Content Filtering via Boundary Nodes

Hi Folks,

We saw a few comments on social media about how content filtering on boundary nodes work, both its design intent and current implementation. There is a bit of information to share, so I think it’s best to not be clever or fancy, but start with the most concrete user experience and grab the bull by the horns.

This (very long) post has three sections:

  1. From a User’s POV
  2. How it works now & How it we think it should eventually work
  3. Specific Lessons from Canister vrnyn-miaaa-aaaao-aaaba-cai

I appreciate everyone’s input and I expect to get questions and feedback, all welcome, of course!

13 Likes

1. From a User’s POV

Some users in the US and Switzerland went to https://vrnyn-miaaa-aaaao-aaaba-cai.ic0.app and saw “HTTP 451 response code - Unavailable For Legal Reasons”:

Fig 1.

What exactly happened here? Why does the canister URL show this page? Why does it link to a “Code of Conduct” for boundary nodes? How are boundary nodes different from consensus nodes?

- _Data shown_
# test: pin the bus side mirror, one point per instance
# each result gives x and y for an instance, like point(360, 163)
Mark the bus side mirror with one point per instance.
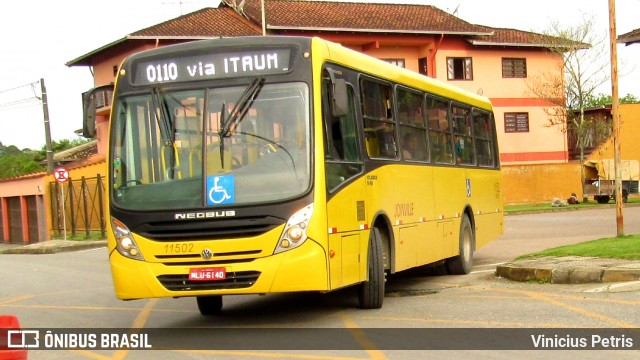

- _Task details_
Pick up the forum post on content filtering via boundary nodes (not the listing) right after "How are boundary nodes different from consensus nodes?" and keep writing it.

- _Answer for the task_
I will use this particular case for informational purposes and then broaden the information:

In simple, user-facing terms:

  1. When a user inputs https://vrnyn-miaaa-aaaao-aaaba-cai.ic0.app into the browser, the browser asks its nearest boundary node, “please serve the content from this canister”.

  2. Typically, the boundary node knows “canister vrnyn-miaaa-aaaao-aaaba-cai lives on subnet X, lets serve the content living in subnet X”.

  3. Before the boundary node serves the content to user, the boundary node checks two things:

  4. If the canister in question has any restrictions for geography

  5. Where the user’s request comes from

(Why the BN does this is a very important point we will return to in part #2 below)

  1. In the case of canister vrnyn-miaaa-aaaao-aaaba-cai , the BN saw that this canister had been flagged as one that should not be served to US or Swiss users. So requests from US or Switzerland are served the page in Fig 1. Users who visited the canister outside those locations or who used VPN were served the canister’s UI from the Boundary node.

  2. Slightly more technical…Not only was the BN not serving US and Swiss users the website UI from vrnyn-miaaa-aaaao-aaaba-cai , the BN also did not serve the canister’s API endpoints. This had the consequence that the US-based developer who created the canister could not access their own canister’s cycles (if developer used a VPN or was located elsewhere their experience would be different). Please note that this API denying is being changed for future cases (see question/answer 3.5).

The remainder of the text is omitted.